# First time build.. boot problems... HELP PLEASE!!!



## jays (Dec 9, 2007)

Hey everyone,

Used an article written by one of you to help guide me through the process. Everything worked out fine, but when I boot into BIOS I have power for about a minute, maybe two, then poof. The system shuts off completely, no warning.

In these small blocks of time I have thumbed through the BIOS enough to know that it knows the ram is there, and it recognizes the processor. I believe that it also see's the graphics card, but no HDD or CD.

Any help would be greatly appreciated!

Asus P5K MoBo
Intel CoreDuo Quad
4bg PNY Optima ram (1GB DDR2 PC5300 X4)
CompUSA PSU (250watts)
CompUSA combo drive
CompUSA Case
WD EIDE hdd (250gb)
ATI Radion 2400 HD Pro graphics card

Thanks!


----------



## kwchang007 (Dec 9, 2007)

It seems like it doesn't have enough power.  A 250 watt psu (probably max rating) for a quad that needs 125 watts and then all your other stuff...I don't think it's going to cut it.


----------



## wtf8269 (Dec 9, 2007)

Yup, you definitely need a better power supply. The PSU Guide should be of some help. Also, for future reference, this is in the wrong section.


----------



## jays (Dec 9, 2007)

I feel like a total idiot. Thanks so much for the advice, I'm off to buy a more powerful PSU.

And thanks, I'll post into a different section next time.


----------



## steelkane (Dec 10, 2007)

I'm shocked it even turned on with that PSU. If you need help on picking a PSU, just ask.


----------



## jays (Dec 10, 2007)

No joke, I'll pay a bit more attention next time. So used to the ratings of processors of old.

I'm picking up a 500watt psu today.

Thanks again for the help!

*Collected data*:
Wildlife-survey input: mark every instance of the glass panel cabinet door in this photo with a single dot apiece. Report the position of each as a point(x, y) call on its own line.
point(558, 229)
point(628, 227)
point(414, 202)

*What to work on*:
**A.** In the forum thread about the first-time build that shuts off in the BIOS, why does kwchang007 think the system keeps losing power? Answer in one to three sentences.
**B.** Carry on the forum thread about the first-time build that shuts off in the BIOS, starting after its final post.

*Per-task answers*:
**A.** kwchang007 thinks the power supply is too weak. A 250-watt unit, which is probably its maximum rating, must power a quad-core processor that needs 125 watts plus all the other components, and kwchang007 doesn't think it can handle that.

**B.**
----------



## Grimskull (Dec 10, 2007)

might go higher than a 500Watt.

have a look at the Corsair hx620.... it modular (detach unwanted cables) and powers everything that you need.


----------



## cdawall (Dec 10, 2007)

500w is just fine the HD2400 pulls almost no wattage


----------



## jays (Dec 13, 2007)

I considered going higher, but thought I would be just fine as the HD2400 really doesnt pull much power.

However, I got about an eighth of the way through the format upon first install, and it shut off. Nothing was hot, seemed to be the same issue (I can't imaging, or find anything that would suggest, that it has a feature to turn off after some time of not receiving user input). 

Not only this, but now when I restart boot up, I get an error message stating "Operating system error."

Wierd. I'll ask some folks, maybe get a more powerful PSU again.

Any thoughts would be great, again!

Thanks!


----------



## cdawall (Dec 13, 2007)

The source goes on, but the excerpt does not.